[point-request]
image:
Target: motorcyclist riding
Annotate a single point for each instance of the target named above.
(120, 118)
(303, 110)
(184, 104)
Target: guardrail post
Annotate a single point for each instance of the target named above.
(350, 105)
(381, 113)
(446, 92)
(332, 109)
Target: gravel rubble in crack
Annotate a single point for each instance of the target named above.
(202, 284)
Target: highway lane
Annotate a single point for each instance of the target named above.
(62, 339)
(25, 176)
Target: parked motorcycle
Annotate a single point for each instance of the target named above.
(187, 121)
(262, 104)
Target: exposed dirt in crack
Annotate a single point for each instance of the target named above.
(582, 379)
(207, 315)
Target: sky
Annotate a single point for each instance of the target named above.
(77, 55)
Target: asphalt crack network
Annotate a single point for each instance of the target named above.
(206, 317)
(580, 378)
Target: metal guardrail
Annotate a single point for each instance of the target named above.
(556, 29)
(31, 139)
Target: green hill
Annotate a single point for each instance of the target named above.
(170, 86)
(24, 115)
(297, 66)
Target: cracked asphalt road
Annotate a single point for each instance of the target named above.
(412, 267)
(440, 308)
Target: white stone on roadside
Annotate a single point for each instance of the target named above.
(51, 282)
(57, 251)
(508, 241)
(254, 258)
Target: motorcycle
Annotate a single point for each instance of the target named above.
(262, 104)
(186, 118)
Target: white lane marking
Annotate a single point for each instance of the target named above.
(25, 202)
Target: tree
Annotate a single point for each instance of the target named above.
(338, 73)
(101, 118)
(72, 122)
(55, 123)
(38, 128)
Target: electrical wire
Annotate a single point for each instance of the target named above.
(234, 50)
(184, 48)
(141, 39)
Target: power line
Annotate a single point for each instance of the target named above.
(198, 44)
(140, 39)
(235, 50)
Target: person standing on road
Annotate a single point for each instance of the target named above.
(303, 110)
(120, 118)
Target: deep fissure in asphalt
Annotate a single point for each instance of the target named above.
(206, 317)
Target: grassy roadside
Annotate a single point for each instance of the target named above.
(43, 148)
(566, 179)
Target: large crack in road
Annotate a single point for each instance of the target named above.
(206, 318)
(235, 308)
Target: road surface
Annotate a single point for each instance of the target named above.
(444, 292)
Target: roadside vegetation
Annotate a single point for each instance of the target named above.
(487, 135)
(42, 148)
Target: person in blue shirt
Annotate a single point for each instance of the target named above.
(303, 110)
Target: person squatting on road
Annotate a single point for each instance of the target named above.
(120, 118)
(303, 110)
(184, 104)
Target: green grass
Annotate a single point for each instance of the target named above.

^^^^^^^^^^^^^^^^

# Stated task
Reproduce each of the records above verbatim, preserving every line without alteration.

# Response for this exercise
[point-request]
image:
Target: motorcyclist riding
Annotate a single point for each instance of the target named above.
(120, 118)
(303, 110)
(184, 104)
Target: guardrail post
Annotate a single point for each instance of the target named above.
(350, 105)
(381, 113)
(446, 92)
(332, 109)
Target: gravel rubble in crack
Annotate a single point for each instance of the target named above.
(202, 284)
Target: highway lane
Annotate a single point for each instance of the target named above.
(62, 339)
(25, 176)
Target: parked motorcycle
Annotate a single point for each instance of the target named above.
(187, 121)
(262, 104)
Target: exposed dirt in crack
Annotate a single point for each instance of the target named above.
(582, 379)
(207, 315)
Target: sky
Annotate a single point for each instance of the target named above.
(77, 55)
Target: asphalt crack network
Annotate a single point for each instance of the target named above.
(206, 317)
(580, 378)
Target: metal guardrail
Annotate a single point for each instance of the target named above.
(556, 29)
(31, 139)
Target: green hill
Annotate a single point for each instance of the target named above.
(170, 86)
(24, 115)
(297, 66)
Target: cracked asphalt road
Annotate a single point for each instance of the target named above.
(412, 267)
(440, 308)
Target: white stone on roadside
Annotate a single point for each instance of the target named above.
(51, 282)
(57, 251)
(508, 241)
(254, 258)
Target: motorcycle
Annotate a single point for each instance of the target named above.
(262, 104)
(186, 118)
Target: white lane marking
Annotate a single point for each instance of the target named above.
(25, 202)
Target: tree
Annotate a single point for each instance of the target named above.
(338, 73)
(101, 118)
(72, 122)
(55, 123)
(38, 128)
Target: electrical wire
Annotate a single point for each instance of the target named above.
(234, 50)
(184, 48)
(141, 39)
Target: power line
Annotate a single point for each instance of the target named above.
(198, 44)
(140, 39)
(235, 50)
Target: person standing on road
Annotate a single point for each instance of the target named above.
(303, 110)
(120, 118)
Target: deep fissure in asphalt
Annotate a single point for each instance of the target named above.
(206, 317)
Target: grassy roadside
Annotate a single point for each instance of the target named above.
(43, 148)
(566, 179)
Target: large crack in road
Annotate a single point for each instance of the target named above.
(206, 318)
(235, 308)
Target: road surface
Annotate a single point for each instance of the target named above.
(444, 292)
Target: roadside vegetation
Annotate a single point for each instance of the target named above.
(487, 135)
(42, 148)
Target: person in blue shirt
Annotate a single point for each instance of the target named above.
(303, 110)
Target: person squatting on road
Annotate a single point for each instance of the target named above.
(120, 118)
(303, 110)
(184, 104)
Target: green grass
Annotate a single point for each instance of the target named above.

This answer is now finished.